Pointing and labeling entries:
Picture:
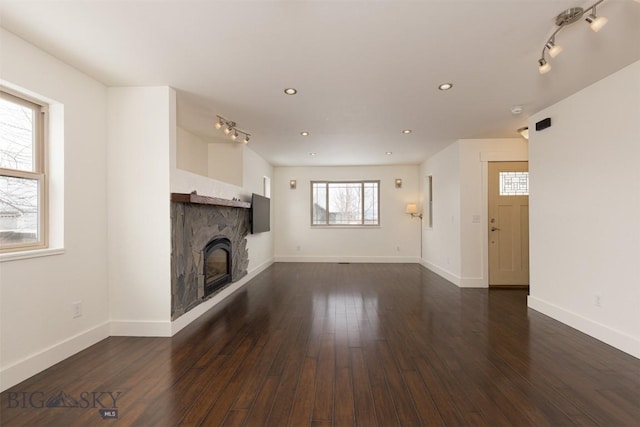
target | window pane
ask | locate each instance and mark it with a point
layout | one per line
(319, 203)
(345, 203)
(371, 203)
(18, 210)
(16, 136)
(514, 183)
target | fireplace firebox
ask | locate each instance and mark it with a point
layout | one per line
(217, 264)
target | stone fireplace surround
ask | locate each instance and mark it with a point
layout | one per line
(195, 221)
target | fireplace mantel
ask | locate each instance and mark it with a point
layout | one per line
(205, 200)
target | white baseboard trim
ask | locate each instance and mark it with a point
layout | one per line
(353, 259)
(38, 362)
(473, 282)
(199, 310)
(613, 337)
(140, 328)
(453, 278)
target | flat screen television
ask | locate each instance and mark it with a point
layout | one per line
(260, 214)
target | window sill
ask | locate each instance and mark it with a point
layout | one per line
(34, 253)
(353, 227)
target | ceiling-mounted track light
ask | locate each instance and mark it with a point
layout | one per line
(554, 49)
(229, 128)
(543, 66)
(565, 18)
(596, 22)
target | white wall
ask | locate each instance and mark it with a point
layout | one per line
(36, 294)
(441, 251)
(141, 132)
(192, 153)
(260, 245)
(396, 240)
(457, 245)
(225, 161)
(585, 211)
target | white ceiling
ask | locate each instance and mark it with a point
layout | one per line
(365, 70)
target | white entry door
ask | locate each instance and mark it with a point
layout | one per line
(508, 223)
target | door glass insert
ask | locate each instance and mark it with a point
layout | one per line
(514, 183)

Do this:
Copy every one of these entries word for word, leaving the pictures out of your copy.

Written answer:
Picture:
target | window pane
ask | locate each instance and mark it with a point
layout | one per line
(319, 203)
(345, 203)
(371, 203)
(18, 210)
(16, 136)
(514, 183)
target | fireplace firebox
ask | locate each instance and mark it with a point
layout | one per line
(217, 264)
target | stone fireplace surround
ask | locate each instance and mark it with a point
layout | one per line
(195, 221)
target | fireplace mantel
ask | locate each instance and mark it with a point
layout | one per line
(205, 200)
target | white baseboard trim
ask | locate each instance and mark it with a point
layout | one per line
(353, 259)
(38, 362)
(473, 282)
(199, 310)
(613, 337)
(140, 328)
(453, 278)
target | flat screen television
ask | locate each instance and mark it with a point
layout | one per line
(260, 214)
target | window sill
ask | locate each instance and mark it with a point
layout | one per line
(34, 253)
(353, 227)
target | ceiling-mounted track light
ask | locate each instance and mark it with a point
layout | one per line
(554, 49)
(229, 128)
(543, 66)
(565, 18)
(596, 22)
target | white wall
ask | locate each instance and mark it with a point
layout | one per line
(36, 294)
(441, 251)
(141, 132)
(192, 153)
(260, 245)
(396, 240)
(457, 245)
(225, 161)
(585, 211)
target | white ceiling
ask | locate each instance and mark it with a point
layout | one per line
(365, 70)
target | white entry door
ask | locate each instance and mark it with a point
layout | one per line
(508, 223)
target | door glass insert
ask | locate each instance and mark it with a point
layout | one per line
(514, 183)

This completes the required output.